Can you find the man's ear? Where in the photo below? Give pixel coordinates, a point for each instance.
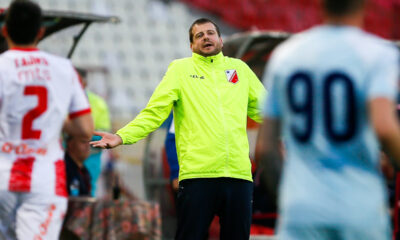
(4, 31)
(41, 33)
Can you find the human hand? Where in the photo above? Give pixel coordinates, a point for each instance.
(108, 140)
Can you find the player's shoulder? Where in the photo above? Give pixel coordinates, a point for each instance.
(234, 61)
(56, 59)
(378, 45)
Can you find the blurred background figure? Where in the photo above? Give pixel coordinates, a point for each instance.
(102, 122)
(38, 92)
(78, 177)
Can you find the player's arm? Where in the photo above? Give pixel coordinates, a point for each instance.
(257, 93)
(382, 113)
(268, 153)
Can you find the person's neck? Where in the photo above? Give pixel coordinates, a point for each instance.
(354, 20)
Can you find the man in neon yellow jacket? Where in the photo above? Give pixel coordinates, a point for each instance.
(211, 96)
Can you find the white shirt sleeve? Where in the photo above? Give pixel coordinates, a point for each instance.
(384, 76)
(271, 107)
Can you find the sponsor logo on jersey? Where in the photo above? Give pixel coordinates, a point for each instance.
(231, 76)
(196, 76)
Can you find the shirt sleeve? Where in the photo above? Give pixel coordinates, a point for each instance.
(256, 93)
(156, 111)
(79, 103)
(384, 76)
(271, 106)
(100, 113)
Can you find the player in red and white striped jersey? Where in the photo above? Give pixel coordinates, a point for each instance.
(38, 91)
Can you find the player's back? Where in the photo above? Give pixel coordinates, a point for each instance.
(37, 91)
(322, 81)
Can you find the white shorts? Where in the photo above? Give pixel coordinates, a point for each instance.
(31, 216)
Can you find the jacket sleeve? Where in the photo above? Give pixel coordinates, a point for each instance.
(156, 111)
(257, 93)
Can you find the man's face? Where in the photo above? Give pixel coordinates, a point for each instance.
(206, 41)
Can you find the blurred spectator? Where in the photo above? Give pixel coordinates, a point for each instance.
(101, 118)
(78, 177)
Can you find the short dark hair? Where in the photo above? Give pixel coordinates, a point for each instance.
(23, 21)
(202, 21)
(342, 7)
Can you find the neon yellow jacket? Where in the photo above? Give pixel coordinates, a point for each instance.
(210, 115)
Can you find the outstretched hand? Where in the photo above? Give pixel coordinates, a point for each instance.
(108, 140)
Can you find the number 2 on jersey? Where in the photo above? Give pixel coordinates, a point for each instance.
(306, 109)
(27, 122)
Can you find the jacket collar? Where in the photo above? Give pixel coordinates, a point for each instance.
(215, 59)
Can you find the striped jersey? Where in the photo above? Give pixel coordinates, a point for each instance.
(38, 91)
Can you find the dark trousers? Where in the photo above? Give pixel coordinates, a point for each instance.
(199, 200)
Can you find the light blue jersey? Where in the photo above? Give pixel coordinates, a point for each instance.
(319, 83)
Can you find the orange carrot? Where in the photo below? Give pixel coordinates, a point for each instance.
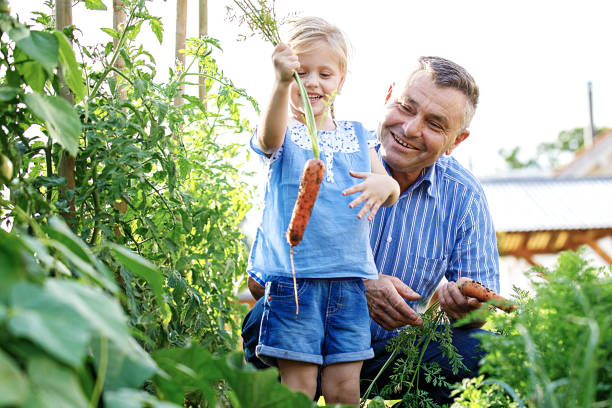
(312, 176)
(477, 290)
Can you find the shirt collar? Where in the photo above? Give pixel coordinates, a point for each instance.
(426, 180)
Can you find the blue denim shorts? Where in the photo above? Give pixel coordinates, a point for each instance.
(333, 324)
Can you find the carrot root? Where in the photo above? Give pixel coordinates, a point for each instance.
(312, 176)
(477, 290)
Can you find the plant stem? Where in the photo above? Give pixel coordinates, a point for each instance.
(103, 365)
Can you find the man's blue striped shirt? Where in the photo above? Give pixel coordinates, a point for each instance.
(440, 227)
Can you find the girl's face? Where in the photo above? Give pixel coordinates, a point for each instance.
(322, 77)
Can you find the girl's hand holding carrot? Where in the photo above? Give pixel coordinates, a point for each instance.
(376, 190)
(285, 63)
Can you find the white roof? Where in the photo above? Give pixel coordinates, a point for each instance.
(537, 203)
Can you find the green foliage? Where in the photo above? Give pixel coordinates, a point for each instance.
(149, 254)
(407, 350)
(556, 348)
(52, 324)
(549, 155)
(475, 392)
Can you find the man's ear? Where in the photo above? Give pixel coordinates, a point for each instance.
(389, 93)
(460, 138)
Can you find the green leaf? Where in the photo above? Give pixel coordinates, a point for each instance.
(187, 369)
(39, 45)
(70, 68)
(111, 32)
(157, 28)
(144, 270)
(91, 265)
(13, 386)
(43, 318)
(128, 398)
(103, 312)
(259, 388)
(8, 94)
(61, 119)
(33, 72)
(11, 264)
(53, 385)
(95, 5)
(127, 366)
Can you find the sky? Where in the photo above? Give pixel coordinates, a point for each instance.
(532, 59)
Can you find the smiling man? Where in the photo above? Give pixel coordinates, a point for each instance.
(439, 231)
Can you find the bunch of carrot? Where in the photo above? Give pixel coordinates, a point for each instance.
(477, 290)
(262, 17)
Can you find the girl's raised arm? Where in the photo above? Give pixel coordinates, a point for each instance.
(271, 132)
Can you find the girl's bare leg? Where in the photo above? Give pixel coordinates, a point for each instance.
(340, 383)
(300, 376)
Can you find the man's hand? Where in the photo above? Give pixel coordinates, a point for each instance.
(386, 302)
(255, 288)
(376, 190)
(456, 304)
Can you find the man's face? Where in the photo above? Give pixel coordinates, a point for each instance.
(422, 123)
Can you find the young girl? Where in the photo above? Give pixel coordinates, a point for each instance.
(332, 328)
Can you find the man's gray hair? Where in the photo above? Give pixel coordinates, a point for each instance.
(446, 73)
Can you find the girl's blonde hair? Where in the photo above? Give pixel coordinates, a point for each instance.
(306, 31)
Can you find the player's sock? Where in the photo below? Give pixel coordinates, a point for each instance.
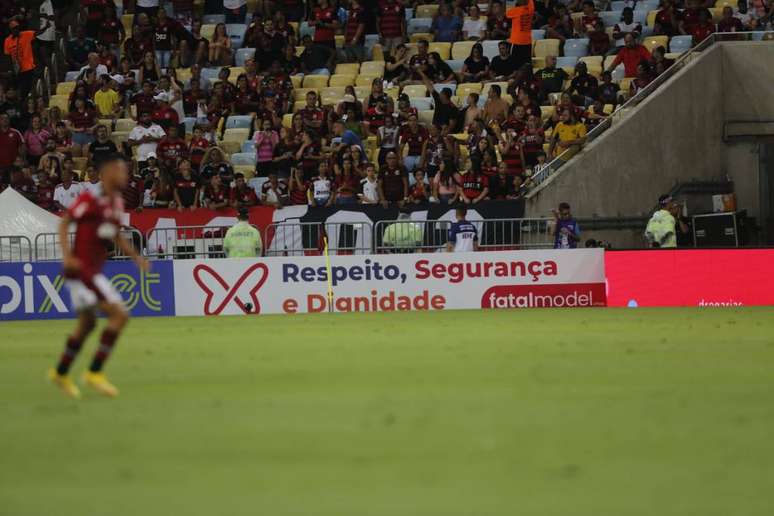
(106, 342)
(72, 347)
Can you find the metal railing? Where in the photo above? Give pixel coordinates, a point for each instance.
(686, 58)
(307, 238)
(47, 246)
(184, 242)
(410, 236)
(15, 249)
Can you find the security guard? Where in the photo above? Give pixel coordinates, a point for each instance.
(243, 240)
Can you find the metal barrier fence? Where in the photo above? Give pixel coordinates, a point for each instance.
(410, 236)
(15, 249)
(47, 246)
(307, 238)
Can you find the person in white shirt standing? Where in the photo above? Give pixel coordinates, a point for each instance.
(145, 137)
(67, 191)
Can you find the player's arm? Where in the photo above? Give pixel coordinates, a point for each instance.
(128, 250)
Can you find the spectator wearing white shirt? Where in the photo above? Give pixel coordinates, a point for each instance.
(145, 136)
(474, 26)
(67, 191)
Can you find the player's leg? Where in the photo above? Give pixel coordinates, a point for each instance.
(113, 307)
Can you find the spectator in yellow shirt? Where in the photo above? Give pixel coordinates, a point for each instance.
(567, 133)
(107, 99)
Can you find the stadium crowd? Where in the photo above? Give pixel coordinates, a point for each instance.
(230, 103)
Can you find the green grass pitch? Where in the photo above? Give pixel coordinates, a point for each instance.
(551, 413)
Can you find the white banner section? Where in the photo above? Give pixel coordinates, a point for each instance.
(390, 282)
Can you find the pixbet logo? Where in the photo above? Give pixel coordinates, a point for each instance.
(38, 290)
(219, 293)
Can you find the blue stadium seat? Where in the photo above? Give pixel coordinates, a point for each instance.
(680, 43)
(243, 158)
(236, 31)
(248, 147)
(419, 25)
(239, 122)
(576, 47)
(243, 54)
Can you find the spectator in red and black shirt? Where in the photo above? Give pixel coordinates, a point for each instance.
(242, 195)
(391, 24)
(186, 187)
(474, 188)
(171, 148)
(215, 195)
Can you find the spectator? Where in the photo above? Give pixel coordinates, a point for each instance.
(630, 55)
(568, 132)
(627, 25)
(476, 66)
(474, 26)
(186, 187)
(242, 240)
(446, 26)
(463, 236)
(220, 47)
(145, 136)
(18, 45)
(393, 181)
(274, 192)
(369, 186)
(551, 79)
(566, 228)
(265, 141)
(35, 139)
(67, 191)
(215, 196)
(391, 23)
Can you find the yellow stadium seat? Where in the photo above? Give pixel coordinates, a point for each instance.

* [Instruction]
Starting at the line that contains "Can you find the spectator wearing", repeat each line exactly through the last one in the listing. Include both of those lines and nothing more.

* [Problem solution]
Can you find the spectator wearing white shirt? Where in the photo above? Give pixel coordinates, a point for each instance.
(145, 136)
(474, 26)
(67, 191)
Can you find the player's leg? Where in the photo above? Give pixel coordinates, a point for each instance.
(113, 307)
Can you find the spectator in yellow shirt? Where in the photo above? Give pixel coordinates, a point for each instance.
(567, 133)
(107, 99)
Can you find the stadium crowd? Where in the photo above? Give pixel coordinates, a point for each instance.
(230, 103)
Can you find the green grass pitch? Where in the photo above? Give pixel coordinates, a point for each instance.
(551, 413)
Can you find the white banner section? Where in the photo above? Give pixel coordinates, a point for each instance.
(390, 282)
Can you find the pixbet logo? Where in the photo above? Give pixel coordinates, a point for each instance.
(38, 290)
(219, 293)
Can you find the blue stadium seat? Where in the photo above? Give pixel coordinates, a point for each instance.
(680, 43)
(243, 158)
(236, 31)
(248, 147)
(419, 25)
(239, 122)
(576, 47)
(243, 54)
Can you find the spectator in red and black shirt? Where in the photo above? Give pixel coordinates, a point for each instance.
(242, 195)
(391, 24)
(186, 187)
(474, 188)
(171, 148)
(215, 195)
Can you find the spectator? Where in the photo above? Give pixel coordinates, a point for each instance.
(630, 55)
(568, 132)
(627, 25)
(476, 66)
(474, 26)
(186, 187)
(242, 240)
(446, 26)
(463, 236)
(220, 47)
(145, 136)
(18, 45)
(393, 181)
(274, 192)
(369, 186)
(551, 79)
(566, 228)
(265, 141)
(35, 139)
(67, 191)
(215, 196)
(391, 23)
Can you find the yellow stadium seat? Where in the photo above? Give pixel coordinates, a point for each instance.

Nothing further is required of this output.